◆ Fragmento de página ◆
Adictos a las conspiraciones
Cuando no terminamos de entender un fenómeno, una tentación fácil es refugiarnos en las conspiraciones, en la maldad oculta, en el enemigo invisible. Dejar volar la imaginación. Históricamente, los judíos o las brujas, para poner dos ejemplos, han sido los recibidores de nuestras desgracias. La expresión caza de brujas no existe porque sí. Y el Holocausto fue el paroxismo de una larga culpabilización y persecución que se remonta a la Edad Media. El presente no es inmune a esta tendencia a resolver las propias desgracias con una fabulación doliente y victimista que nos facilita la búsqueda constante de malvados bajo las piedras. Hobbes es siempre un refugio seguro: “El hombre es un lobo para el hombre”. A quienes no practican este arte tan tranquilizador como excitante se les califica de ingenuos. ¿Cómo puede ser que no vean que siempre hay un poderoso perverso que nos quiere chafar?

◆ Tareas ◆
A. Según el fragmento sobre las conspiraciones, ¿en qué tres cosas es tentador refugiarse cuando no terminamos de entender un fenómeno? Enuméralas todas.
B. Copia de los registros solo la parte que empieza con la línea que contiene "find | spectator in red shirt" y termina con la que contiene "column 381, row 178". Cambia "red shirt" por "white shirt" y deja todo lo demás igual.

◆ Registros de un conjunto de datos ◆
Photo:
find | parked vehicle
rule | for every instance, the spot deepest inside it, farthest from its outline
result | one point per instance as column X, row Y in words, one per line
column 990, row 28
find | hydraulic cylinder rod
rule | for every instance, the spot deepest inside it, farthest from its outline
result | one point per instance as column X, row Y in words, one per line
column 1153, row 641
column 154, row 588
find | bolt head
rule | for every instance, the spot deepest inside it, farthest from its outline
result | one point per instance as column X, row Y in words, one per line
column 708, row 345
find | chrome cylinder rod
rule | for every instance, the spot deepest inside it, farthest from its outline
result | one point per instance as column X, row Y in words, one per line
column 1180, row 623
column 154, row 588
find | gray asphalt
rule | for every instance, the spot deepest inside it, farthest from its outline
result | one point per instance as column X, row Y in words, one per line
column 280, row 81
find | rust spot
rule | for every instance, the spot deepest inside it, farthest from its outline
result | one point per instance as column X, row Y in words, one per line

==

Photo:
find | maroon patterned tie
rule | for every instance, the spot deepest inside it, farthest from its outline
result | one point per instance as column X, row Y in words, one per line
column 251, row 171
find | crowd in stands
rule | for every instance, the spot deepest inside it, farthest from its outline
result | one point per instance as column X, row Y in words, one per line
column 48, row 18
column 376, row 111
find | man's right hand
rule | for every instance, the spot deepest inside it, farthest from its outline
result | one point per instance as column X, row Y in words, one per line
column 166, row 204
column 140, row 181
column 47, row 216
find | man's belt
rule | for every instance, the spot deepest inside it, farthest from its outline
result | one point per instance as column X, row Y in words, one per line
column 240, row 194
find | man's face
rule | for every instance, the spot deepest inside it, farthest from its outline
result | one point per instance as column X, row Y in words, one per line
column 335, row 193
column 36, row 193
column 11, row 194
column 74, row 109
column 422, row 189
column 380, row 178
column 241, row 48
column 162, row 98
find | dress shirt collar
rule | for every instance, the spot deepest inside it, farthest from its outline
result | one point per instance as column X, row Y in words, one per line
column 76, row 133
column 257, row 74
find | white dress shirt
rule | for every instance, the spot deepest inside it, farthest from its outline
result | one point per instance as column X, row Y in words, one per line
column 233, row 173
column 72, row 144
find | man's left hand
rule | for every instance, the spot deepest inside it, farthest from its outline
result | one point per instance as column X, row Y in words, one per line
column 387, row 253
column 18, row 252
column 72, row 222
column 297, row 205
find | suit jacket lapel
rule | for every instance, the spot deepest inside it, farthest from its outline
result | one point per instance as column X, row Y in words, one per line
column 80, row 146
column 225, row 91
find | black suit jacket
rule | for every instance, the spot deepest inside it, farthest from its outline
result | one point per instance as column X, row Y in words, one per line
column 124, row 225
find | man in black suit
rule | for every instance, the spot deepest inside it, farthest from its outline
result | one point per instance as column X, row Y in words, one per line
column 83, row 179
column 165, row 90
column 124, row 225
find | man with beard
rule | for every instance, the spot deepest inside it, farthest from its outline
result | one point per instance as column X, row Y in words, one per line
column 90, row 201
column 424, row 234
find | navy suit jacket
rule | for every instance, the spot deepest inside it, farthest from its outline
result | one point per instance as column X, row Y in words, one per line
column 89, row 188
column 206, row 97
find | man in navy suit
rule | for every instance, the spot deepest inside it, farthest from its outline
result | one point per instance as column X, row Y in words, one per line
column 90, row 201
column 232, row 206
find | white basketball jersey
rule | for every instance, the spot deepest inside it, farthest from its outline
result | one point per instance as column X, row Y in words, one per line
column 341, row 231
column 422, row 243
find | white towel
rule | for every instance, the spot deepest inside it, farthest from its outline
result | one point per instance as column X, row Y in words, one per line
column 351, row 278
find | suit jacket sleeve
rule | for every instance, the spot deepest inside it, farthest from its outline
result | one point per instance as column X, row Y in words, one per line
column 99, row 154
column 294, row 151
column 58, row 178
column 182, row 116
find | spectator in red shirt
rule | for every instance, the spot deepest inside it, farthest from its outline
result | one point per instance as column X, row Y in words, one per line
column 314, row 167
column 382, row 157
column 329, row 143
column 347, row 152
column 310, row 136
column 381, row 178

---

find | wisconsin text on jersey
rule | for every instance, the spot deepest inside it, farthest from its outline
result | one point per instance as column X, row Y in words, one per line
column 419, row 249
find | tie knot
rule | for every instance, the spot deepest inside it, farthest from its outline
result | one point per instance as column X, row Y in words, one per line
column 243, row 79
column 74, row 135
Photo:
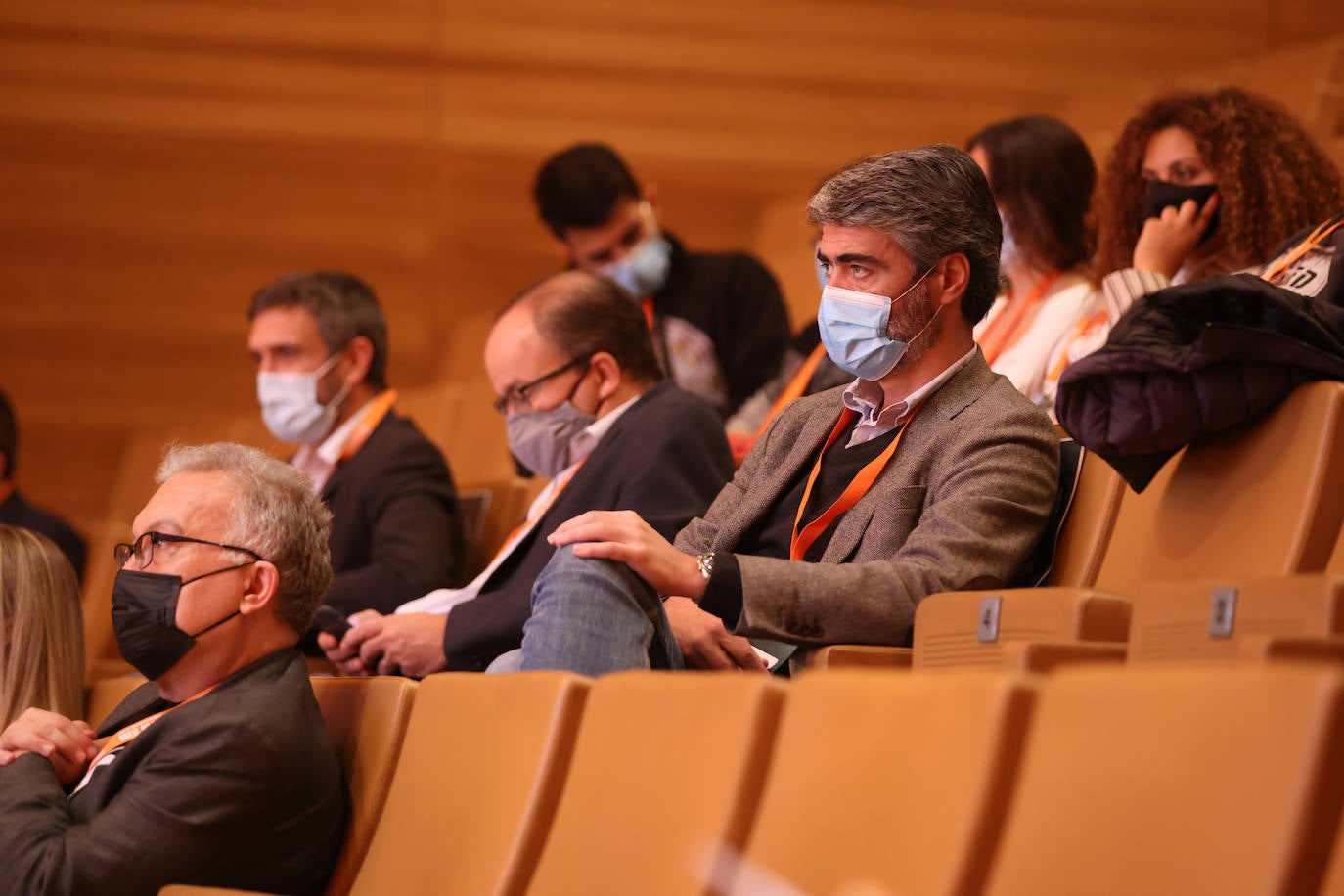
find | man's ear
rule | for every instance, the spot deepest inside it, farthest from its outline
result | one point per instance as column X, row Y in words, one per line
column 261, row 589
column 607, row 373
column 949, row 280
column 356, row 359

◆ Respuestas ◆
A. En las conspiraciones, en la maldad oculta y en el enemigo invisible.

B.
find | spectator in white shirt
rule | for every instance, the spot deepest inside it, farthest from its outline
result | one point per instance as column X, row Y in words, one per line
column 314, row 167
column 382, row 157
column 329, row 143
column 347, row 152
column 310, row 136
column 381, row 178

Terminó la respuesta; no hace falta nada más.